DATASET CONTENT START
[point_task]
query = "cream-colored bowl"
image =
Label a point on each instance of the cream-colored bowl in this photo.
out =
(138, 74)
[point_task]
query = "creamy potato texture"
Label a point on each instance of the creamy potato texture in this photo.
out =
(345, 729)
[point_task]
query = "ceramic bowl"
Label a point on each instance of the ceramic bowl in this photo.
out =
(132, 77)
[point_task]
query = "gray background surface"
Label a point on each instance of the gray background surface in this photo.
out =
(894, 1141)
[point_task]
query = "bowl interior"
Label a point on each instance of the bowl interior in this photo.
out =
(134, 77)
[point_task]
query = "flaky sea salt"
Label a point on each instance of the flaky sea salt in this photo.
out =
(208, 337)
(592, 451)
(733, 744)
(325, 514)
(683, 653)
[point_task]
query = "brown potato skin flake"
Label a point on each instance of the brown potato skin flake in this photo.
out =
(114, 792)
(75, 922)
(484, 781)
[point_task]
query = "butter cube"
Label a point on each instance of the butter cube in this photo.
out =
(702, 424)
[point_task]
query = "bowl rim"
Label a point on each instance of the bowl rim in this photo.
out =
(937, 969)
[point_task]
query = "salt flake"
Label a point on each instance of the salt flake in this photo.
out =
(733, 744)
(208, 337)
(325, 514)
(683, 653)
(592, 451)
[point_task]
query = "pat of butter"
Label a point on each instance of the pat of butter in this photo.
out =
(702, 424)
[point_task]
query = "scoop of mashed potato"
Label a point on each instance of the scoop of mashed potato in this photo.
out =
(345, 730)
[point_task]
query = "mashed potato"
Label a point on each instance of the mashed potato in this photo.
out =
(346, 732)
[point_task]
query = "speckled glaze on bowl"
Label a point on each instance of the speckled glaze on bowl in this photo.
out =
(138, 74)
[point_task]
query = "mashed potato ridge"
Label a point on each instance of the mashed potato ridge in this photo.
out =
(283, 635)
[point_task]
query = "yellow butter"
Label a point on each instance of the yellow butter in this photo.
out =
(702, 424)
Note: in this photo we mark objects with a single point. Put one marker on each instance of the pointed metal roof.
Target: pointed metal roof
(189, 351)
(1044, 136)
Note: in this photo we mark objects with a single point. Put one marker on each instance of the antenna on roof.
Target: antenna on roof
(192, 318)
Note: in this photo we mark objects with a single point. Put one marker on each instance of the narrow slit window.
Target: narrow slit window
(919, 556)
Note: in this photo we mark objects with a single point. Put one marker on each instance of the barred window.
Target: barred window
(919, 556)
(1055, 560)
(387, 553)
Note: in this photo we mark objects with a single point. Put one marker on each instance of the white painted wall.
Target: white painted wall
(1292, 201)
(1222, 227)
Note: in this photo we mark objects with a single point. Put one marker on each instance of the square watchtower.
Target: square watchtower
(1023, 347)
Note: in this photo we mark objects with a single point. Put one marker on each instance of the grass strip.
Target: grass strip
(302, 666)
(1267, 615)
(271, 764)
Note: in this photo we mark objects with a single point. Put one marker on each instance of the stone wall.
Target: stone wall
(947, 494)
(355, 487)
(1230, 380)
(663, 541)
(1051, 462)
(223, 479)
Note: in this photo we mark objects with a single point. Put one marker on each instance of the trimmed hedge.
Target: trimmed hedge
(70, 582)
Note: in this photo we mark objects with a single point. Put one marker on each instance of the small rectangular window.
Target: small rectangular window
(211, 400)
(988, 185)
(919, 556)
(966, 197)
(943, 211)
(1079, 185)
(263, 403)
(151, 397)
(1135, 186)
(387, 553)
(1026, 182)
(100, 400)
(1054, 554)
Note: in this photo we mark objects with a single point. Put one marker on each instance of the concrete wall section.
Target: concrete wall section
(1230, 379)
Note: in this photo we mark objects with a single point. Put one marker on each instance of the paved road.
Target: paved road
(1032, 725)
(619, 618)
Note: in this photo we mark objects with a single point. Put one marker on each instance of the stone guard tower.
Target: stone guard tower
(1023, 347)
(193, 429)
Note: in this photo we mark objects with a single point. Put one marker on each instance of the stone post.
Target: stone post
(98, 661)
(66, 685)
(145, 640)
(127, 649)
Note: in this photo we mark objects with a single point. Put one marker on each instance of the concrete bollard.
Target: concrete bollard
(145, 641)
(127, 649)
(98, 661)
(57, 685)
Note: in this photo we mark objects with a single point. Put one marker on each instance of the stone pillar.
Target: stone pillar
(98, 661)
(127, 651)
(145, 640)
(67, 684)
DATASET CONTENT END
- **YOUR GOAL**: Would you print all of the material above exactly as written?

- **RESULT BELOW**:
[point_task]
query = "cream-colored bowl"
image =
Label a point on each instance of the cream-colored bowl in this photo.
out =
(138, 74)
[point_task]
query = "creamy potato texture"
Label a point on each instance of the creamy potato texture in this photo.
out =
(345, 729)
[point_task]
query = "ceramic bowl"
Label a point on each instance of the ceramic bowl in this photo.
out =
(132, 77)
[point_task]
query = "gray background surface"
Label a point on each instance of the gray background surface in this photo.
out =
(894, 1141)
[point_task]
query = "bowl interior"
Label a point on each instance of the bowl interior in this photo.
out =
(134, 77)
[point_task]
query = "flaky sea salt"
Label a point on each instance of the flaky sea salt in this photo.
out =
(208, 337)
(592, 451)
(733, 744)
(325, 514)
(683, 653)
[point_task]
query = "brown potato skin flake"
Label a point on each instance of the brown potato skin flake in this photo.
out =
(114, 792)
(75, 922)
(484, 781)
[point_task]
query = "butter cube"
Label a point on each instance of the butter cube in this photo.
out =
(702, 424)
[point_task]
query = "bowl rim"
Label a point on each instance of the bowl rim in this photo.
out =
(937, 969)
[point_task]
query = "salt flake"
Label a point on each instance of the salt flake in this photo.
out =
(733, 744)
(208, 337)
(325, 514)
(683, 653)
(592, 451)
[point_task]
query = "pat of butter"
Label a point on each instance of the pat of butter in this photo.
out =
(702, 424)
[point_task]
query = "scoop of mashed potato"
Label a point on each instance of the scoop of mashed potato in this photo.
out =
(345, 730)
[point_task]
query = "mashed potato"
Label a point on each instance of the mashed potato in this photo.
out =
(346, 732)
[point_task]
query = "speckled glaze on bowl"
Label a point on each instance of the speckled glaze on bowl in this photo.
out =
(138, 74)
[point_task]
query = "mashed potato ridge"
Label a point on each instance of the mashed potato ridge in this photo.
out =
(283, 635)
[point_task]
query = "yellow butter"
Label a point on each instance of the yellow butter in this photo.
out =
(702, 424)
Note: in this photo we mark objects with a single point. Put one marker on each instance of the pointed metal roof.
Target: pointed metal roof
(189, 351)
(1044, 136)
Note: in this photo we mark objects with a single point. Put one marker on each instance of the antenna on roof.
Target: antenna on roof
(192, 318)
Note: in this photo we mark objects with a single point. Put one marker on each instance of the narrow slit window.
Target: narrow slit window
(919, 556)
Note: in this photo we mark objects with a single point. Put one marker on each instance of the barred window.
Target: barred window
(919, 556)
(1055, 560)
(387, 553)
Note: in this photo we mark objects with a single point. Put one marker on each instance of the white painted wall.
Target: white painted wall
(1292, 201)
(1222, 227)
Note: in this photo we mark objects with a single point. Put one marker on each instance of the square watchtower.
Target: square watchtower
(1023, 347)
Note: in this photo we mark objects with a single point. Put one marker on each instance of the grass strip.
Target: grass strip
(302, 666)
(1267, 615)
(271, 764)
Note: in this photo we mark objects with a single point. Put one marker on each instance of the stone wall.
Target: stone wall
(947, 494)
(355, 487)
(1230, 380)
(663, 541)
(1051, 462)
(223, 479)
Note: in this photo we mark objects with a single point. Put one marker on each instance of the trimmed hedge.
Target: trimmed hedge
(70, 582)
Note: in this photo we mark objects with a single point. Put one marker on each instance of the small rectangular window.
Target: small rectangular window
(211, 400)
(988, 185)
(919, 556)
(966, 197)
(943, 211)
(1079, 185)
(263, 403)
(151, 397)
(1135, 186)
(387, 553)
(1026, 182)
(100, 400)
(1054, 554)
Note: in this photo we mark objects with a single point. Put one marker on each instance of the concrete wall section.
Target: concrete wall section
(1230, 379)
Note: in this photo we mark objects with a single point. Put one marker on each instance of the paved road.
Target: paved road
(1032, 725)
(619, 618)
Note: in this photo we mark objects with a single point. Put one marker on each instance of the stone guard tower.
Target: stone guard tower
(1023, 347)
(193, 429)
Note: in this photo we mark objects with a single point. Put one marker on each instance of the stone post.
Target: stone post
(98, 661)
(66, 685)
(145, 640)
(127, 649)
Note: in this photo we mark objects with a single point. Put one marker on each instance of the concrete bollard.
Target: concrete bollard
(145, 641)
(127, 649)
(98, 661)
(57, 685)
Note: in this photo we mark objects with a single point. Put one marker on each instance of the stone pillar.
Target: stone pillar
(98, 661)
(127, 651)
(145, 640)
(67, 684)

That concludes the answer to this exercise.